Still An Endangered Species
As we continue to watch the Trayvon Martin case with saddened hearts and wounded souls, we are left to wonder about our future. Mr. Martin was a 17 year old kid who was gunned down while minding his business.
Because we’ve been trained to believe that most black men who die by the bullets of a gun are either thuggish or involved in salacious activity, it was probably the first thought of some about Mr. Martin. Was he really in the neighborhood just to visit family?
As a 28 year-old African-American male in America, this reality is all too scary. I can recall being in elementary school and my D.A.R.E. officer telling every single black boy in our class, that his job is to help us make it to the age of 25.
For my little growing ears and mind back then, hearing him and others say that did not necessarily gleam with freedom and opportunity. To live an existence where your largest expectation is to make it past the age of 25 is sad and intolerable.
To sit and watch the life of another young black man leave this planet is numbing, typical, and irritating. The type of fight we are involved in is a losing one. We, a collective community, are losing this battle.
According to statistics, 50 percent of all homicides involving guns are African-Americans. There is no need for me to state it, but I will, that is half. For other communities, that number would be un-acceptable. Why, in the year 2012, are African-Americans still fighting the losing battle with guns and homicide? Why are we stillstruggling against such an insatiable weapon with an un-quenchable thirst?
My generation is in peril. Not only because we are losing a crucial battle to guns, bad health, and lack of education, but because most have lost interest in our well being. It is such an outrage that the life of a young black man is still treated with such callous nature, yet it is my belief that Americans have changed the channel on our safety.The news was once the world’s largest and most successful reality show with lead stories about murder, crime, and robbery. That same platform has played out for us over our TV screens for 30 plus years and we’ve become desensitized because of it.
That desensitization isn’t lost on our elected officials and so-called national leaders. Some have abandoned us, left our communities to fight for itself. We do not need another old school rally to bring attention to an issue. We see the issue, but it is past time that we properly address it.
I say again, my generation and our communities are dying. This one moment in time is the most dangerous and important one to our survival and we watch as it passes us by and kills us.
We face losing black women to disease and cancer as the number of young African-American women infected with HIV or AIDS continues to rise. Crime continues to wipe black men off the face of planet as the prison industrial complex and lack educationalopportunities stares us in the face.
We all mourn the death of Trayvon Martin because his passing represents way more than an uncomplicated tragedy. It is a microcosm of the problems we still face and the mountain of work that is ahead of us to save ourselves. So many times we allow the opportunity for a true movement to pass because we are too intertwined in the moment. Mr. Martin’s life is worth more than a few rallies, a press conference, and an article.
His family, their cause for justice, and our survival demand more. If we continue to allow this hurricane of trouble to decimate our neighborhoods by standing on the sidelines and casting cheerful votes for incompetent politicians, then maybe we deserve what we receive.

EXERCISES:
A – In the essay on the Trayvon Martin case, what did the writer's D.A.R.E. officer tell the black boys in the class his job was?
B – Reproduce word for word the part of the Trayvon Martin essay starting at "We face losing" and ending at "and an article.".

GIVEN DATA:
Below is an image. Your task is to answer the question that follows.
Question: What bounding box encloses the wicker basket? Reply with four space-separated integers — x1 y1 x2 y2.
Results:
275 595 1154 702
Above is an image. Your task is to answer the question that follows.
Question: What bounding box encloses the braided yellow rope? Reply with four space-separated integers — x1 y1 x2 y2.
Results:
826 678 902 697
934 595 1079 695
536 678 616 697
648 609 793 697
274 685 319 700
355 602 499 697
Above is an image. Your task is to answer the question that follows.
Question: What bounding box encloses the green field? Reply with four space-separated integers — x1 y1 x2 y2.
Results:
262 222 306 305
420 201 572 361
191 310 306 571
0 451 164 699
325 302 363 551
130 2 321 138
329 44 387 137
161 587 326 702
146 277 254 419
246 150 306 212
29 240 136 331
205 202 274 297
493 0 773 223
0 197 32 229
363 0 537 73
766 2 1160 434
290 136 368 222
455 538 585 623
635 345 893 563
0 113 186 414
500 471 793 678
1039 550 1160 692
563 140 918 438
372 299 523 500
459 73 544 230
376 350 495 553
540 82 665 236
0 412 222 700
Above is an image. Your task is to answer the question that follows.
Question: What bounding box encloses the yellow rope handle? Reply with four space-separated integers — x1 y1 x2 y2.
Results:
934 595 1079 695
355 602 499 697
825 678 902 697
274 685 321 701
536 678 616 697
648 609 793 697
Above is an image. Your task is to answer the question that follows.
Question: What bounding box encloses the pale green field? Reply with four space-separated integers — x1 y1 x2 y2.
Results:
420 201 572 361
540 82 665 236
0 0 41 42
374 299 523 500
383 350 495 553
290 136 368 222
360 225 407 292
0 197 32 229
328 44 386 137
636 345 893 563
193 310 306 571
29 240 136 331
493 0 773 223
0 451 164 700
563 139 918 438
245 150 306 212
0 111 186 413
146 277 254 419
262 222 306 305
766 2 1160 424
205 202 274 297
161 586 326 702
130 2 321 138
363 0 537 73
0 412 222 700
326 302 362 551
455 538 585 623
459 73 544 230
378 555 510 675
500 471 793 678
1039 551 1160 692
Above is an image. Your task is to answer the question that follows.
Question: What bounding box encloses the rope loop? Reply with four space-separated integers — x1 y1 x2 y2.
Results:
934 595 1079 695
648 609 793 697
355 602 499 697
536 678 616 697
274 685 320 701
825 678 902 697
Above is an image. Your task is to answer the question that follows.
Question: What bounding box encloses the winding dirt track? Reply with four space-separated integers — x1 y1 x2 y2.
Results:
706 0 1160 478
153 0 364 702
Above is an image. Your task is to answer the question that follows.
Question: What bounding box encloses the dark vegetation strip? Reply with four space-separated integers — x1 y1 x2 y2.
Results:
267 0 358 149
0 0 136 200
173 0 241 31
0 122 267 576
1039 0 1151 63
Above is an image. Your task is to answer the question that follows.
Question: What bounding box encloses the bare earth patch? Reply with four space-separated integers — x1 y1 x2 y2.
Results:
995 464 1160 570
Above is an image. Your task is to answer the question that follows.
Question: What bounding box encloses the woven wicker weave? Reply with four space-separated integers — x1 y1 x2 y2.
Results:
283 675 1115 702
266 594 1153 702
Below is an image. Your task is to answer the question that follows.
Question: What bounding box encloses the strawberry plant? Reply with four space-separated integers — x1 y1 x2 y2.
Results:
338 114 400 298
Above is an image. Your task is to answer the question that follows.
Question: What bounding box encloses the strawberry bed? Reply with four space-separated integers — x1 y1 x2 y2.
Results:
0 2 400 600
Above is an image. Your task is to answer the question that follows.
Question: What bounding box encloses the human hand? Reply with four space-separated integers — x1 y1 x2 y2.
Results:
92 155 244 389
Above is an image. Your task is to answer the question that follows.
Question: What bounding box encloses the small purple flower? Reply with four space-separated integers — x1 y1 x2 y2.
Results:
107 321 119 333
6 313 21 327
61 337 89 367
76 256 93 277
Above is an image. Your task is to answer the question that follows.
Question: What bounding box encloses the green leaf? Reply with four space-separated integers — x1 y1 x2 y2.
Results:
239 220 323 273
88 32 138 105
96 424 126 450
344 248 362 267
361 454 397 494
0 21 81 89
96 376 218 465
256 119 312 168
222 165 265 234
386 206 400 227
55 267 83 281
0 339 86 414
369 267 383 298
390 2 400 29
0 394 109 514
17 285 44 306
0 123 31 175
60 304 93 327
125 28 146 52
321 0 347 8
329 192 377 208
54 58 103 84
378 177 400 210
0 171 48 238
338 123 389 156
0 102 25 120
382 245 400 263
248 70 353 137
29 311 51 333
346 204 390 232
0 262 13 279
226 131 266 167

WRITTEN ANSWERS:
A – To help them make it to the age of 25.

B –
We face losing black women to disease and cancer as the number of young African-American women infected with HIV or AIDS continues to rise. Crime continues to wipe black men off the face of planet as the prison industrial complex and lack educationalopportunities stares us in the face.
We all mourn the death of Trayvon Martin because his passing represents way more than an uncomplicated tragedy. It is a microcosm of the problems we still face and the mountain of work that is ahead of us to save ourselves. So many times we allow the opportunity for a true movement to pass because we are too intertwined in the moment. Mr. Martin’s life is worth more than a few rallies, a press conference, and an article.